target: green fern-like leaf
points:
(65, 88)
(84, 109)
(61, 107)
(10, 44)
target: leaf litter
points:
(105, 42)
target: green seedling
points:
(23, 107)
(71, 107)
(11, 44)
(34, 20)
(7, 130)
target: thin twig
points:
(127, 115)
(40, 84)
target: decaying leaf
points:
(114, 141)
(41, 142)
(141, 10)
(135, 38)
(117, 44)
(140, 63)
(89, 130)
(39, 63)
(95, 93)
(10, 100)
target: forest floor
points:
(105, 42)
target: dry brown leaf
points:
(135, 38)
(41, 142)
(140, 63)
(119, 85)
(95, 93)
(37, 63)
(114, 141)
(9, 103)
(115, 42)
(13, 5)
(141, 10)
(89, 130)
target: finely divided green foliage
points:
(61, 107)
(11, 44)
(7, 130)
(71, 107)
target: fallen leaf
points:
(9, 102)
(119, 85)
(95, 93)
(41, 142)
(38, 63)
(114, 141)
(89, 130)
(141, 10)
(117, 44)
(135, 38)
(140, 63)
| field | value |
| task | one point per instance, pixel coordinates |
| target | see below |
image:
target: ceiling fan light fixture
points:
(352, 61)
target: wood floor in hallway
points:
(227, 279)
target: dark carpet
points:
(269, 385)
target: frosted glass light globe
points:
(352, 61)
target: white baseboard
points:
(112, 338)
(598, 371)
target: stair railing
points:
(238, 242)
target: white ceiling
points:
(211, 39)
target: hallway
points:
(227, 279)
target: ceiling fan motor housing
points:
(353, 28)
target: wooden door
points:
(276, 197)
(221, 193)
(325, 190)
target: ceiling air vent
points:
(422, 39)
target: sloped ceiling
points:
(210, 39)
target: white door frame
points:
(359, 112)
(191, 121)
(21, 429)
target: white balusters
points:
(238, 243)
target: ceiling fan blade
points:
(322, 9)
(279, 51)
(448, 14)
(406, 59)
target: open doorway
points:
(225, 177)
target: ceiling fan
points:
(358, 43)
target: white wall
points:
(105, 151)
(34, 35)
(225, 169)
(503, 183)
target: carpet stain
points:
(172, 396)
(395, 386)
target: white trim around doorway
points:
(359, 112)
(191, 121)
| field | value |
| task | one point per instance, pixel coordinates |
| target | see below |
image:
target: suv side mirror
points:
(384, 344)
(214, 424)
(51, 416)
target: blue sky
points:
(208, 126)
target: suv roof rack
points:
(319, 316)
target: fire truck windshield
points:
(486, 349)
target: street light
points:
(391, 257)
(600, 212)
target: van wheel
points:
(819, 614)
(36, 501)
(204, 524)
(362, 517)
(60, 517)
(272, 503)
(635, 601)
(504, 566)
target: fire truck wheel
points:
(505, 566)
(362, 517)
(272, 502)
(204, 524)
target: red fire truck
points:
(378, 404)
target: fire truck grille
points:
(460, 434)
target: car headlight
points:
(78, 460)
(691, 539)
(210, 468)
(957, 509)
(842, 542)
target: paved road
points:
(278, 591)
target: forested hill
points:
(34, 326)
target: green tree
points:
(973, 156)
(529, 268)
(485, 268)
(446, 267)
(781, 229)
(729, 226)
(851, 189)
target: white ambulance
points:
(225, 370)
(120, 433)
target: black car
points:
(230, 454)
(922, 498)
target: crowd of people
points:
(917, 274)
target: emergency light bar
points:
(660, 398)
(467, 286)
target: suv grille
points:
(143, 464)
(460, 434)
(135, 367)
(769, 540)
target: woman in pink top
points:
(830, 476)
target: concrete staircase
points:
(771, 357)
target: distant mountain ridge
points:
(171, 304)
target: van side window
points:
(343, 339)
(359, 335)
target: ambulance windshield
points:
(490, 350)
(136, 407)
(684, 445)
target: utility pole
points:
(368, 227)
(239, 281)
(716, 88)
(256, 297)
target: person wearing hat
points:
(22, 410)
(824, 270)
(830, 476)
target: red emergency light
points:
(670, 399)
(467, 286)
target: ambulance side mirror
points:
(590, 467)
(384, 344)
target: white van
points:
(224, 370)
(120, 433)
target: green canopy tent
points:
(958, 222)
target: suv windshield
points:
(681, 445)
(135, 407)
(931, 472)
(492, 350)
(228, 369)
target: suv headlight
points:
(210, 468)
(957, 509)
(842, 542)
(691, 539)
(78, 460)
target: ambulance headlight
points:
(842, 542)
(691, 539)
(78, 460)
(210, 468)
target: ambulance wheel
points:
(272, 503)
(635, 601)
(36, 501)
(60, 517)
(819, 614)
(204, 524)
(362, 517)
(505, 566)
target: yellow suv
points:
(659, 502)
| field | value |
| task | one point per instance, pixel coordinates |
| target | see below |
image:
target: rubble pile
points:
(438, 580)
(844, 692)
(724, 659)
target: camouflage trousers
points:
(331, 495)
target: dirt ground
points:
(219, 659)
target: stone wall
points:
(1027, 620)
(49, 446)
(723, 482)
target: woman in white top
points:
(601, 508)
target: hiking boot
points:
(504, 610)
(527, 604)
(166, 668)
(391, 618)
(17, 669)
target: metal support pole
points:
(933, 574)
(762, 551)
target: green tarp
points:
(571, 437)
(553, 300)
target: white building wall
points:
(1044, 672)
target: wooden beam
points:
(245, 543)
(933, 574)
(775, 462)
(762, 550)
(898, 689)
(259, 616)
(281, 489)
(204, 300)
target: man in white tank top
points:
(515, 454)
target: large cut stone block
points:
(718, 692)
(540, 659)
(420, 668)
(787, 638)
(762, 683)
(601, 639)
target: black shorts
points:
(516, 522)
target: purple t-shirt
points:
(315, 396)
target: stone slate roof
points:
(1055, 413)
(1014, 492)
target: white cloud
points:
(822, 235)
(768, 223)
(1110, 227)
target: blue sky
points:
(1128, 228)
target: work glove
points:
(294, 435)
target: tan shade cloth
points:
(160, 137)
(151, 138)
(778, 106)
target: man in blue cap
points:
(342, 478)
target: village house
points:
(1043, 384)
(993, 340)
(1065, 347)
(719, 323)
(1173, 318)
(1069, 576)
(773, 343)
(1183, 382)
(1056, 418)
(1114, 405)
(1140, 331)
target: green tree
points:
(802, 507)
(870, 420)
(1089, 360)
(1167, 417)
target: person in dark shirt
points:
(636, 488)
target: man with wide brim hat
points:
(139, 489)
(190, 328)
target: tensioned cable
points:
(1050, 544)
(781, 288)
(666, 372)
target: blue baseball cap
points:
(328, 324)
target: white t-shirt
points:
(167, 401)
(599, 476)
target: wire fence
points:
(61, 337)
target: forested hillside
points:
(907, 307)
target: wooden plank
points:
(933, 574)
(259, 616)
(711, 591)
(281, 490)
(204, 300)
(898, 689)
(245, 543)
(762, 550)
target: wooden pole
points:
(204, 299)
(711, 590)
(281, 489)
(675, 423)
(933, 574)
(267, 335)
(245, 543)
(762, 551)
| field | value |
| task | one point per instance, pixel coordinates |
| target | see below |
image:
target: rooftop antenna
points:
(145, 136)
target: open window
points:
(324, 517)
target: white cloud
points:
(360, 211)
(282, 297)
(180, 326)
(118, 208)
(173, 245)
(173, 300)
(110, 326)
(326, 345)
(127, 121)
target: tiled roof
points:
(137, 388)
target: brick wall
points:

» Direction
Could you write out all the entries above again, replacing every "target" with "label" and keeping everything else unchanged?

» Answer to this task
label: green fern-like leaf
points:
(65, 88)
(84, 109)
(61, 107)
(10, 44)
label: leaf litter
points:
(105, 42)
label: green seedling
points:
(23, 107)
(71, 107)
(11, 44)
(34, 20)
(7, 130)
label: thin twig
points:
(127, 115)
(40, 84)
label: decaying leaf
points:
(114, 141)
(41, 142)
(141, 10)
(135, 38)
(117, 44)
(140, 63)
(89, 130)
(39, 63)
(95, 93)
(10, 100)
label: forest floor
points:
(105, 42)
label: dry brown leaf
points:
(135, 38)
(41, 142)
(140, 63)
(119, 85)
(95, 93)
(37, 63)
(114, 141)
(9, 103)
(115, 42)
(13, 5)
(141, 10)
(89, 130)
label: finely divided green foliage
points:
(61, 107)
(11, 44)
(7, 130)
(71, 107)
label: fallen leaf
points:
(9, 102)
(119, 85)
(95, 93)
(41, 142)
(38, 63)
(114, 141)
(89, 130)
(141, 10)
(117, 44)
(135, 38)
(140, 63)
| field | value |
| task | one point per instance, pixel coordinates |
| label | see below |
image:
label: ceiling fan light fixture
points:
(352, 61)
label: wood floor in hallway
points:
(227, 279)
label: dark carpet
points:
(269, 385)
label: frosted glass light globe
points:
(352, 61)
label: white baseboard
points:
(112, 338)
(598, 371)
label: stair railing
points:
(238, 242)
label: white ceiling
points:
(211, 39)
label: hallway
points:
(227, 279)
label: ceiling fan motor housing
points:
(353, 28)
label: wooden door
points:
(276, 197)
(221, 193)
(325, 190)
label: ceiling air vent
points:
(422, 39)
label: sloped ceiling
points:
(210, 39)
label: white door frame
points:
(359, 112)
(191, 121)
(21, 429)
label: white balusters
points:
(238, 243)
label: ceiling fan blade
points:
(322, 9)
(279, 51)
(448, 14)
(406, 59)
label: open doorway
points:
(225, 177)
label: ceiling fan
points:
(358, 43)
label: white wall
points:
(105, 151)
(34, 35)
(225, 169)
(503, 183)
label: carpet stain
points:
(172, 396)
(395, 386)
label: white trim around doorway
points:
(359, 112)
(191, 121)
| field | value |
| task | one point per instance, pixel coordinates |
| label | see below |
image:
label: suv side mirror
points:
(384, 344)
(214, 424)
(51, 416)
label: blue sky
points:
(208, 126)
label: suv roof rack
points:
(319, 316)
label: fire truck windshield
points:
(486, 349)
label: street light
points:
(391, 257)
(600, 212)
label: van wheel
points:
(819, 614)
(36, 501)
(204, 524)
(362, 517)
(60, 517)
(272, 503)
(635, 601)
(504, 566)
label: fire truck wheel
points:
(505, 566)
(362, 517)
(272, 502)
(204, 524)
label: red fire truck
points:
(378, 404)
label: fire truck grille
points:
(460, 434)
label: car headlight
points:
(78, 460)
(691, 539)
(210, 468)
(957, 509)
(842, 542)
label: paved road
points:
(278, 591)
label: forested hill
points:
(34, 326)
label: green tree
points:
(973, 156)
(529, 268)
(485, 268)
(446, 267)
(781, 229)
(729, 226)
(851, 189)
label: white ambulance
points:
(225, 370)
(120, 433)
label: black car
points:
(230, 454)
(922, 498)
label: crowd of people
points:
(917, 274)
label: emergency light bar
points:
(660, 398)
(467, 286)
label: suv grille
points:
(143, 464)
(460, 434)
(135, 367)
(769, 540)
label: woman in pink top
points:
(830, 476)
label: concrete staircase
points:
(771, 357)
label: distant mountain ridge
points:
(171, 304)
label: van side window
points:
(343, 339)
(359, 335)
label: ambulance windshield
points:
(490, 350)
(136, 407)
(684, 445)
label: utility pole
points:
(368, 227)
(239, 281)
(716, 88)
(256, 297)
label: person wearing hat
points:
(22, 410)
(824, 270)
(830, 476)
label: red emergency light
points:
(670, 399)
(467, 286)
label: ambulance side mirror
points:
(590, 467)
(384, 344)
label: white van
points:
(224, 370)
(120, 433)
label: green canopy tent
points:
(958, 222)
label: suv windshield
points:
(681, 445)
(135, 407)
(931, 472)
(492, 350)
(228, 369)
label: suv headlight
points:
(210, 468)
(957, 509)
(842, 542)
(691, 539)
(78, 460)
label: ambulance headlight
points:
(842, 542)
(691, 539)
(78, 460)
(210, 468)
label: ambulance wheel
points:
(272, 503)
(635, 601)
(36, 501)
(60, 517)
(819, 614)
(204, 524)
(362, 517)
(505, 566)
label: yellow suv
points:
(659, 502)
| field | value |
| task | one point per instance, pixel coordinates |
| label | see below |
image:
label: rubble pile
points:
(438, 580)
(844, 692)
(724, 659)
label: camouflage trousers
points:
(331, 495)
label: dirt ground
points:
(219, 659)
label: stone wall
points:
(1027, 620)
(49, 446)
(723, 482)
label: woman in white top
points:
(601, 508)
label: hiking boot
points:
(504, 610)
(527, 604)
(166, 668)
(391, 618)
(17, 669)
label: metal support pole
points:
(933, 574)
(762, 551)
label: green tarp
points:
(571, 437)
(553, 300)
label: white building wall
points:
(1044, 672)
label: wooden beam
points:
(245, 543)
(933, 574)
(775, 462)
(762, 550)
(898, 689)
(259, 616)
(281, 489)
(204, 300)
label: man in white tank top
points:
(515, 454)
label: large cut stone block
points:
(718, 692)
(540, 659)
(420, 668)
(787, 638)
(762, 683)
(601, 639)
label: black shorts
points:
(516, 522)
label: purple t-shirt
points:
(315, 396)
label: stone slate roof
points:
(1055, 413)
(1014, 492)
label: white cloud
points:
(822, 235)
(768, 223)
(1110, 227)
label: blue sky
points:
(1128, 228)
label: work glove
points:
(294, 435)
label: tan shade cloth
points:
(160, 137)
(151, 138)
(778, 106)
label: man in blue cap
points:
(342, 478)
label: village house
points:
(1043, 384)
(993, 340)
(1065, 347)
(719, 323)
(1173, 318)
(1069, 576)
(773, 343)
(1183, 382)
(1056, 418)
(1114, 405)
(1140, 331)
label: green tree
points:
(802, 507)
(870, 420)
(1089, 360)
(1167, 417)
label: person in dark shirt
points:
(636, 488)
label: man with wide brim hat
points:
(139, 489)
(190, 328)
label: tensioned cable
points:
(1050, 544)
(781, 288)
(666, 372)
label: blue baseball cap
points:
(328, 324)
label: white t-shirt
points:
(167, 401)
(599, 476)
label: wire fence
points:
(61, 337)
label: forested hillside
points:
(907, 307)
label: wooden plank
points:
(933, 574)
(259, 616)
(711, 591)
(281, 490)
(204, 300)
(898, 689)
(245, 543)
(762, 550)
label: wooden pole
points:
(204, 299)
(711, 590)
(281, 489)
(675, 423)
(933, 574)
(267, 335)
(245, 543)
(762, 551)
| field | value |
| task | one point per instance, pixel coordinates |
| label | see below |
image:
label: rooftop antenna
points:
(145, 136)
label: open window
points:
(324, 517)
label: white cloud
points:
(360, 211)
(282, 297)
(180, 326)
(118, 208)
(173, 245)
(173, 300)
(110, 326)
(326, 345)
(127, 121)
label: tiled roof
points:
(137, 388)
label: brick wall
points:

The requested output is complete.